What you have to do — Using the text on NCCL on Olivia, please explain in one to three sentences why users running containers should bind the libraries from the NCCL modules into those containers.

NCCL on Olivia

The NRIS/GPU software environment provides a number of NCCL modules compiled for the system, for different CUDA and GCC versions:

ml avail nccl
NCCL/2.22.3-GCCcore-13.3.0-CUDA-12.6.0
NCCL/2.26.6-GCCcore-14.2.0-CUDA-12.8.0
NCCL/2.27.7-GCCcore-14.3.0-CUDA-12.9.1
NCCL/2.28.3-GCCcore-14.2.0-CUDA-12.8.0
NCCL/2.29.2-GCCcore-14.3.0-CUDA-12.9.1
NCCL/2.30.4-GCCcore-14.3.0-CUDA-13.0.0

When running NCCL applications that span multiple compute nodes, the off-node communication is implemented through the aws-ofi-nccl network plugin, which uses Slingshot and libfabric to transfer data. The above NCCL modules automatically load the correct plugin version.

For best performance users, who use containers should bind the libraries provided by these modules (NCCL, aws-ofi-plugin, libfabric) and make them available inside the containers (see example NCCL container on Olivia.)

(Stored items from a collection)
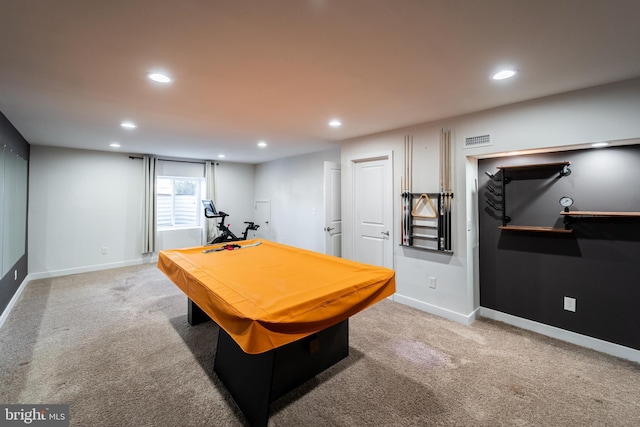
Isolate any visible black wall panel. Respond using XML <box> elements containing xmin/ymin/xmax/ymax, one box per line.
<box><xmin>478</xmin><ymin>145</ymin><xmax>640</xmax><ymax>350</ymax></box>
<box><xmin>0</xmin><ymin>113</ymin><xmax>30</xmax><ymax>314</ymax></box>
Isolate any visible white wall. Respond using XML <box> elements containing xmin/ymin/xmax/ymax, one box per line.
<box><xmin>341</xmin><ymin>80</ymin><xmax>640</xmax><ymax>323</ymax></box>
<box><xmin>214</xmin><ymin>162</ymin><xmax>256</xmax><ymax>237</ymax></box>
<box><xmin>255</xmin><ymin>149</ymin><xmax>340</xmax><ymax>252</ymax></box>
<box><xmin>28</xmin><ymin>145</ymin><xmax>255</xmax><ymax>278</ymax></box>
<box><xmin>28</xmin><ymin>145</ymin><xmax>143</xmax><ymax>275</ymax></box>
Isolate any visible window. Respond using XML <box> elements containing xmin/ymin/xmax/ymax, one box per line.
<box><xmin>156</xmin><ymin>176</ymin><xmax>205</xmax><ymax>229</ymax></box>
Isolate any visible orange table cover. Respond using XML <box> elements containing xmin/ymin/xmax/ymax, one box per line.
<box><xmin>158</xmin><ymin>239</ymin><xmax>395</xmax><ymax>354</ymax></box>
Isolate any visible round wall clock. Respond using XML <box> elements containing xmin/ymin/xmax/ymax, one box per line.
<box><xmin>560</xmin><ymin>196</ymin><xmax>573</xmax><ymax>212</ymax></box>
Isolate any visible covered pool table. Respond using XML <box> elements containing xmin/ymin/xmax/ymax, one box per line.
<box><xmin>158</xmin><ymin>239</ymin><xmax>395</xmax><ymax>425</ymax></box>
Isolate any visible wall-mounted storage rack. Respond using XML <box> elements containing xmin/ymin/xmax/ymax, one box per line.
<box><xmin>400</xmin><ymin>193</ymin><xmax>453</xmax><ymax>253</ymax></box>
<box><xmin>485</xmin><ymin>162</ymin><xmax>573</xmax><ymax>234</ymax></box>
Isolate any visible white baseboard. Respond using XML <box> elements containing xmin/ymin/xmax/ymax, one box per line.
<box><xmin>479</xmin><ymin>307</ymin><xmax>640</xmax><ymax>363</ymax></box>
<box><xmin>28</xmin><ymin>255</ymin><xmax>158</xmax><ymax>280</ymax></box>
<box><xmin>0</xmin><ymin>274</ymin><xmax>30</xmax><ymax>328</ymax></box>
<box><xmin>393</xmin><ymin>294</ymin><xmax>478</xmax><ymax>326</ymax></box>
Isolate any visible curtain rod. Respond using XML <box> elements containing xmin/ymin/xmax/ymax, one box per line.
<box><xmin>129</xmin><ymin>156</ymin><xmax>220</xmax><ymax>166</ymax></box>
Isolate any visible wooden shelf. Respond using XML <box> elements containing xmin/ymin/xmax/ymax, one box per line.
<box><xmin>560</xmin><ymin>211</ymin><xmax>640</xmax><ymax>218</ymax></box>
<box><xmin>497</xmin><ymin>162</ymin><xmax>571</xmax><ymax>170</ymax></box>
<box><xmin>498</xmin><ymin>225</ymin><xmax>573</xmax><ymax>234</ymax></box>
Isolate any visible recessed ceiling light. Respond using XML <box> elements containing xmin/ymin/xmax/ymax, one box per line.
<box><xmin>120</xmin><ymin>122</ymin><xmax>138</xmax><ymax>129</ymax></box>
<box><xmin>491</xmin><ymin>70</ymin><xmax>517</xmax><ymax>80</ymax></box>
<box><xmin>147</xmin><ymin>73</ymin><xmax>171</xmax><ymax>83</ymax></box>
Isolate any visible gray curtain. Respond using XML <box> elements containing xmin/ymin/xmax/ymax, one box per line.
<box><xmin>142</xmin><ymin>156</ymin><xmax>158</xmax><ymax>254</ymax></box>
<box><xmin>202</xmin><ymin>161</ymin><xmax>217</xmax><ymax>244</ymax></box>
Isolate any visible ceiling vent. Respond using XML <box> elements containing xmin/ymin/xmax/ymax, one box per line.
<box><xmin>464</xmin><ymin>134</ymin><xmax>493</xmax><ymax>148</ymax></box>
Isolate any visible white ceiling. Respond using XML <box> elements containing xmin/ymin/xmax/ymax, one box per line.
<box><xmin>0</xmin><ymin>0</ymin><xmax>640</xmax><ymax>163</ymax></box>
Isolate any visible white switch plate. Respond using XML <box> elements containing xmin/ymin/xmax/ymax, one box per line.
<box><xmin>564</xmin><ymin>297</ymin><xmax>576</xmax><ymax>312</ymax></box>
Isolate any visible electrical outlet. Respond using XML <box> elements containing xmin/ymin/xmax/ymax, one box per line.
<box><xmin>564</xmin><ymin>297</ymin><xmax>576</xmax><ymax>312</ymax></box>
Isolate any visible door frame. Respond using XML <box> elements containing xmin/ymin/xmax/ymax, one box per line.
<box><xmin>342</xmin><ymin>150</ymin><xmax>396</xmax><ymax>269</ymax></box>
<box><xmin>322</xmin><ymin>160</ymin><xmax>343</xmax><ymax>257</ymax></box>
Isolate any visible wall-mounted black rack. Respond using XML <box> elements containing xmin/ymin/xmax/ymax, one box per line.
<box><xmin>485</xmin><ymin>162</ymin><xmax>573</xmax><ymax>233</ymax></box>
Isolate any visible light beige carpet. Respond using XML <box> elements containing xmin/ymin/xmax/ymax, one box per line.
<box><xmin>0</xmin><ymin>265</ymin><xmax>640</xmax><ymax>427</ymax></box>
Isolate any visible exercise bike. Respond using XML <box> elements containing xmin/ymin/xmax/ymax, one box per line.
<box><xmin>202</xmin><ymin>200</ymin><xmax>260</xmax><ymax>244</ymax></box>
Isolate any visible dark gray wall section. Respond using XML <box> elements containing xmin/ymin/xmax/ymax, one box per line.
<box><xmin>478</xmin><ymin>145</ymin><xmax>640</xmax><ymax>349</ymax></box>
<box><xmin>0</xmin><ymin>112</ymin><xmax>30</xmax><ymax>314</ymax></box>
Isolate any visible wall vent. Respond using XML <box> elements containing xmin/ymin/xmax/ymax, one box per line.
<box><xmin>464</xmin><ymin>134</ymin><xmax>493</xmax><ymax>148</ymax></box>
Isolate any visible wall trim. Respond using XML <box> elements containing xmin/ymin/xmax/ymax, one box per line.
<box><xmin>393</xmin><ymin>294</ymin><xmax>478</xmax><ymax>326</ymax></box>
<box><xmin>479</xmin><ymin>307</ymin><xmax>640</xmax><ymax>363</ymax></box>
<box><xmin>0</xmin><ymin>274</ymin><xmax>31</xmax><ymax>328</ymax></box>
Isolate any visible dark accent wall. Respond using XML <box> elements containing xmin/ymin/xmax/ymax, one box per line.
<box><xmin>0</xmin><ymin>112</ymin><xmax>30</xmax><ymax>314</ymax></box>
<box><xmin>478</xmin><ymin>145</ymin><xmax>640</xmax><ymax>350</ymax></box>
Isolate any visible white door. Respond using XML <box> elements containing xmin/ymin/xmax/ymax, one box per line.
<box><xmin>324</xmin><ymin>162</ymin><xmax>342</xmax><ymax>257</ymax></box>
<box><xmin>353</xmin><ymin>154</ymin><xmax>393</xmax><ymax>268</ymax></box>
<box><xmin>253</xmin><ymin>200</ymin><xmax>271</xmax><ymax>240</ymax></box>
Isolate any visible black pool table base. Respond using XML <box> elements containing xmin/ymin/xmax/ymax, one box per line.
<box><xmin>188</xmin><ymin>299</ymin><xmax>349</xmax><ymax>426</ymax></box>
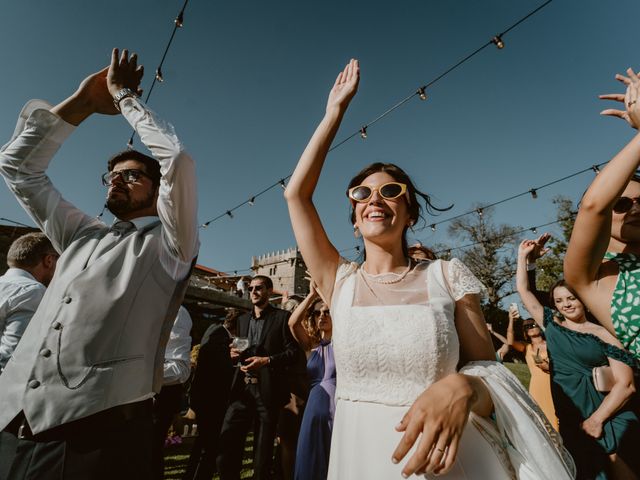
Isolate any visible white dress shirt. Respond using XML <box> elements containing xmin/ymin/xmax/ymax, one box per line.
<box><xmin>0</xmin><ymin>268</ymin><xmax>46</xmax><ymax>372</ymax></box>
<box><xmin>164</xmin><ymin>307</ymin><xmax>193</xmax><ymax>386</ymax></box>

Written response — Binding these libraries (NCCL, aws-ofi-plugin and libfabric) and making them available inside the containers gives the best performance.